QUOTED TEXT —

_ _ _ _ _

Saddle \( z = x^2 - y^2 \) — the iconic Pringle. Try cool-warm color map to see the positive/negative split immediately.
Hyperbolic paraboloid \( z = xy \) — a saddle rotated 45°. Same shape, different orientation.
Monkey saddle \( z = x^3 - 3xy^2 \) — three slopes around the origin instead of two. Named because a monkey would need to rest its tail there too.
Gaussian \( z = e^{-(x^2+y^2)} \) — the bell curve in 2D. Foundation of statistics, signal processing and physics.
Mexican-hat sinc \( z = \sin\sqrt{x^2+y^2}/\sqrt{x^2+y^2} \) — the radial sinc. Appears in Fourier optics, diffraction patterns, and the wavelet that bears its name.
Egg crate \( z = \sin x \sin y \) — periodic in two directions. Toggle wireframe on to see the grid lines align with the bumps.
Ripples \( z = \sin\sqrt{x^2+y^2} \) — concentric waves spreading from the origin. Try the wide −8 to 8 domain.

Real-World Uses

Multivariable calculus: visualise partial derivatives, gradients, critical points, and Lagrange multipliers without redrawing by hand each time.
Physics: potential energy surfaces, electromagnetic field intensities, fluid pressure distributions and quantum wave functions all live as \( z = f(x, y) \).
Machine learning: loss landscapes around a 2D weight subspace help build intuition for why gradient descent works (and why saddles are a problem).
Computer graphics: heightmaps for terrain are exactly this — a function \( h(x, y) \) sampled on a regular grid then triangulated.
Civil engineering: elevation models for terrain analysis, dam catchments and earthworks volume estimation.
Data visualisation: any quantity that depends on two independent variables — temperature across a country, sales by region and month, fitness across two hyperparameters — naturally renders as a surface.

Tips for Beautiful Plots

Match the domain to the function. Polynomials are usually shown on −3 to 3. Oscillating functions like sinc need a wide domain (−8 to 8) to reveal the ripples. Use −1 to 1 to zoom into a single saddle near the origin.

_ _ _ _ _

DATA LINES —

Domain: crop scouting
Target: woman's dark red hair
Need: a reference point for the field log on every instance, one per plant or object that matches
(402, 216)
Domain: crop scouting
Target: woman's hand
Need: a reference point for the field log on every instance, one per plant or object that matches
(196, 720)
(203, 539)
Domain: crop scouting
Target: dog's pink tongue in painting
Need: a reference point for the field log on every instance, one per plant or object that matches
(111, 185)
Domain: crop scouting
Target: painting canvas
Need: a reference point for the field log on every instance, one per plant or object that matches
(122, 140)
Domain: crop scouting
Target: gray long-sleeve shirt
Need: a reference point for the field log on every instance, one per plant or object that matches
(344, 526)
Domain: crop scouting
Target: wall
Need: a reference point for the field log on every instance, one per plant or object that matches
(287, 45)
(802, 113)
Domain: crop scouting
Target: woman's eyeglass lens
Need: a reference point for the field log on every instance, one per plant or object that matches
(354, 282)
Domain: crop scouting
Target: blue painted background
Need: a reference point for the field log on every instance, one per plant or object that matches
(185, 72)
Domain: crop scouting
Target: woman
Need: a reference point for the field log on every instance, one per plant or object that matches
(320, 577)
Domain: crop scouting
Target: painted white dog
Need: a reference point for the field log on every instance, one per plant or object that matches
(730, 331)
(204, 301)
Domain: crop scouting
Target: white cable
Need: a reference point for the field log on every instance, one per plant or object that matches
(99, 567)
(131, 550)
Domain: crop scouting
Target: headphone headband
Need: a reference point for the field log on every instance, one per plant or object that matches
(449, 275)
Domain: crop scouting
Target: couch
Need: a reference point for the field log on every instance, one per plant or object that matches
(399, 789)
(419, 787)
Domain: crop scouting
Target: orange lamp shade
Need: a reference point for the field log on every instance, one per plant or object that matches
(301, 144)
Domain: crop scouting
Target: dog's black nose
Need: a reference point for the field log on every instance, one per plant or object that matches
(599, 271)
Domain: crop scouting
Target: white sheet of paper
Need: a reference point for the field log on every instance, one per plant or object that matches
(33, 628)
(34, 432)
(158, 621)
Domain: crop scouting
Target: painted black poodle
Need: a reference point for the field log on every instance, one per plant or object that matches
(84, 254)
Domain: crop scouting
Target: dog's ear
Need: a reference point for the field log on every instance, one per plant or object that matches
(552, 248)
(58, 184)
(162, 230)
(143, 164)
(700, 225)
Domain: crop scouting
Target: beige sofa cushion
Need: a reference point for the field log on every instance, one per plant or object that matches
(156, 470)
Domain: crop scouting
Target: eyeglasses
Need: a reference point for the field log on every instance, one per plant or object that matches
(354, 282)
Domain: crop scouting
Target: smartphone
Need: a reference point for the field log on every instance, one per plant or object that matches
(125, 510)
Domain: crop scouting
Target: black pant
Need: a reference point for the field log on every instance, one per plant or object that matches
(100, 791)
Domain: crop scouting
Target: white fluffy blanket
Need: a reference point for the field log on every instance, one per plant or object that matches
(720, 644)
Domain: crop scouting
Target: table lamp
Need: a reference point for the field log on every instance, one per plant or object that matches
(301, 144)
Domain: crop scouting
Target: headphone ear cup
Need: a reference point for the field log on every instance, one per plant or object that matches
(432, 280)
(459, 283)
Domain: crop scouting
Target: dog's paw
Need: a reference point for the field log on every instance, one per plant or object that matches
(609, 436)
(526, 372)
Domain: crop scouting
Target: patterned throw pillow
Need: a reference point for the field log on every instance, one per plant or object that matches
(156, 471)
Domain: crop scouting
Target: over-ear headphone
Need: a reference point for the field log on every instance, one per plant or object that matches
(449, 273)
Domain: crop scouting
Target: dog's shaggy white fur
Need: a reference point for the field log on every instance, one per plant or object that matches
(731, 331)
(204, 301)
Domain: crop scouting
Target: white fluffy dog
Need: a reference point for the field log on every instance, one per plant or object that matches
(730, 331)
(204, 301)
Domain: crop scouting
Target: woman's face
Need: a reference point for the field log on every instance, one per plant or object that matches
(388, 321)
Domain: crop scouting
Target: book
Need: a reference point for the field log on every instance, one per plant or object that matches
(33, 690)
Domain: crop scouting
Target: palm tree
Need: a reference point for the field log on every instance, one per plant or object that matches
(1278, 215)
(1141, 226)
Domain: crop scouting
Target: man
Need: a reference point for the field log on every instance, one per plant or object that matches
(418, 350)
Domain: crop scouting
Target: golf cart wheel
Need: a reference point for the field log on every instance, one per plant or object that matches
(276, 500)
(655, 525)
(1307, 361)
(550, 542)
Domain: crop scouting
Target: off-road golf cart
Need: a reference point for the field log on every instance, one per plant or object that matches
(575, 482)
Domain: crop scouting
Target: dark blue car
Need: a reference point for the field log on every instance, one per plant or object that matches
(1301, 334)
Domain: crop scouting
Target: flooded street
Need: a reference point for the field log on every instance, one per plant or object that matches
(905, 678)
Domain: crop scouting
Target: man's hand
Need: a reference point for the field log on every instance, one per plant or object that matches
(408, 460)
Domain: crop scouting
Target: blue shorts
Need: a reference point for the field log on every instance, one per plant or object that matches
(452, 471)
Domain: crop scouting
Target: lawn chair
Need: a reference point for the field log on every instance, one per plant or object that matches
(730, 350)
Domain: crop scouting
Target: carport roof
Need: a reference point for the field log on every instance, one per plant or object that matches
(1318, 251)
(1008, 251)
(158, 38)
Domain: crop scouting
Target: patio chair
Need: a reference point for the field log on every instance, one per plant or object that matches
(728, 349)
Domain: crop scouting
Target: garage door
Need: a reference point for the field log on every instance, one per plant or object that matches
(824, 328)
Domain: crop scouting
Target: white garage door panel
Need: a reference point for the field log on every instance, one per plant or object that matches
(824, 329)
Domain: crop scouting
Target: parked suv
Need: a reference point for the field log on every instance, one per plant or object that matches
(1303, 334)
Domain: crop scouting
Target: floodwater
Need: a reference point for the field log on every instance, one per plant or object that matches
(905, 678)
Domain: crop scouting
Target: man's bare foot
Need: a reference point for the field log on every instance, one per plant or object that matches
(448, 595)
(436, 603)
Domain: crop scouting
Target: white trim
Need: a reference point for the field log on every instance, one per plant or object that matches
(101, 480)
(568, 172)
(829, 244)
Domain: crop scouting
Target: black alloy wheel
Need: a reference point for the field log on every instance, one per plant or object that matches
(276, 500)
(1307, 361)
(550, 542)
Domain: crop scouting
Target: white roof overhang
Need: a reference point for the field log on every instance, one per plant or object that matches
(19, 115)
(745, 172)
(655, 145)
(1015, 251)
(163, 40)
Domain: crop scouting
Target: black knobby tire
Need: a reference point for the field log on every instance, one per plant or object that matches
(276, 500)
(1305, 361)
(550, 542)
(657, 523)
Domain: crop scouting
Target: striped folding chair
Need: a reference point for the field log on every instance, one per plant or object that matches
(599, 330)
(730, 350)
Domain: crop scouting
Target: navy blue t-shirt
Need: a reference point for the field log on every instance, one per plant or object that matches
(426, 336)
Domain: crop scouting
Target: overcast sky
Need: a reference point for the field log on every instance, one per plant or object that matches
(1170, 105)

_ _ _ _ _

REQUIRED WORK —
1. In the surface plotting text, which domain is recommended for oscillating functions such as sinc?
2. Pick up the surface plotting text after its last sentence and write the next part.
The records play no part in the work here.

ANSWERS FOR THE TASKS —
1. A wide domain of −8 to 8.

2.
Pick the right color map. Use cool-warm for any surface with positive and negative regions — the white midpoint marks the zero level instantly. Use viridis or plasma for non-negative surfaces. Use terrain for landscape-style heightmaps.
Turn wireframe off for portfolio renders. Subtle wireframe is great for teaching ("see the mesh"). For publication-quality figures, set wireframe to Off and increase resolution to High or Ultra.
Auto-spin captures rich animations. Hit Auto-spin then start a screen recording — perfect for embedding a rotating surface into slides without manual orchestration.
Domains too large can flatten the surface. If your function returns huge values near the edges, the interior detail collapses. Either shrink the domain or scale the function (e.g. \( z / 100 \)) to bring the action back into view.

Frequently Asked Questions

What is a 3D surface plot?

A 3D surface plot visualises a function of two variables z = f(x, y) as a mountainous landscape over the (x, y) plane. The height at each point (x, y) is the function value z. The plotter samples a grid of (x, y) pairs, evaluates f at each point, and connects neighbouring samples into a triangulated mesh that you can rotate, zoom and re-color interactively.

What functions can I plot?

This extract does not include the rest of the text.